To be done => Return, word for word, every line that follows.

Provided information =>

.....

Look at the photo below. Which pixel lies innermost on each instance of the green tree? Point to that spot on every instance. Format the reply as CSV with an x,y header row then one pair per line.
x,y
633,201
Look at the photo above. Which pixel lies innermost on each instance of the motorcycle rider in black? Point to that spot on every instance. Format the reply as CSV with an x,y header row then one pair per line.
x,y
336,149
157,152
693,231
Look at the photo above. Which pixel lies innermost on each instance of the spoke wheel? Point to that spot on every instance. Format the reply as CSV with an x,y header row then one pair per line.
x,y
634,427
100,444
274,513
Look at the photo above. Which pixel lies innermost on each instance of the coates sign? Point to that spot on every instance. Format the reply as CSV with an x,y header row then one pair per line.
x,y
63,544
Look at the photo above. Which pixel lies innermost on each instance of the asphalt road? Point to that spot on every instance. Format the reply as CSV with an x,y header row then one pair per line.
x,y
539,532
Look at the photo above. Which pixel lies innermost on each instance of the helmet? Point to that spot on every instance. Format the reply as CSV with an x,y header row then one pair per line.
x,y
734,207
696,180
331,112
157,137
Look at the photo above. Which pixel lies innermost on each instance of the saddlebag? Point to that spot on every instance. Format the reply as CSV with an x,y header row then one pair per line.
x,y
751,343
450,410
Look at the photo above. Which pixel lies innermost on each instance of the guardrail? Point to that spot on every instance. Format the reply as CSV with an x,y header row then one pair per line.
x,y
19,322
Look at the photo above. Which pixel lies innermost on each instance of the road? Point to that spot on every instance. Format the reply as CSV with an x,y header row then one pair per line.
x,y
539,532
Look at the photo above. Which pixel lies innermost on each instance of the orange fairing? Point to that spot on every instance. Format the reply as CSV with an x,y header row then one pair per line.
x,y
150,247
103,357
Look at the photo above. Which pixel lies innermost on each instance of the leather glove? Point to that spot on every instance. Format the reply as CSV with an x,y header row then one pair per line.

.....

Complete answer =>
Look at the photo below. Which pixel lies innermost on each instance of the green tree? Point to that spot on every instance. Format the reply as CSV with an x,y header row then one pair per line.
x,y
633,201
Look at the photo above. Which pixel lies innermost on each instance of the motorcycle rider in black? Point to that spot on every instance. Format the reply as CSV with an x,y header row then one pair per line.
x,y
336,149
157,152
693,231
Look at the photo above. Which pixel lies innermost on each instance of the spoke wheel? Point to that spot on every instance. Format the reply as CSV with an x,y header row then one pair per line.
x,y
634,427
100,444
274,513
Look at the photo above. Which pixel lies innermost on each instance of the coates sign? Point to that spot on every instance. Format the reply as CSV with an x,y header row then one pair per line.
x,y
63,544
Look at the photo above. Which pixel lies innermost on each instance of the asphalt road? Point to that spot on every instance. Format the reply as CSV with an x,y header row then one pair per line.
x,y
539,532
Look at the photo above. Which pixel lies innermost on each instance of the helmet? Point to that spot on every instance. Format the reply as CSV with an x,y header row then one pair per line.
x,y
734,207
696,180
331,112
157,137
Look at the photo above. Which pixel lies innermost on each instance of the saddlebag? Point to that spot on every instance. Format the reply as CSV with an x,y header row then one pair per line.
x,y
751,343
450,410
Look at the photo above. Which pixel lies innermost on each instance of the guardrail? Point to that spot on every instance. Format the reply as CSV with an x,y header row then one pair per line.
x,y
19,322
Look at the photo above. Which pixel lies innermost on each instance of the road? Point to that spot on every instance. Format the reply as CSV with an x,y header row then one pair per line.
x,y
539,532
Look at the photo above. Which pixel lies innermost on each instance of the orange fairing? Point to that spot on every instance. Format the reply as CSV with an x,y header row then one pair per line.
x,y
150,247
103,357
Look at the photo above. Which pixel lies innermost on each instance of the leather glove? Point to that spot on every instance. Format the reply as CSV with an x,y header row then one pair per line.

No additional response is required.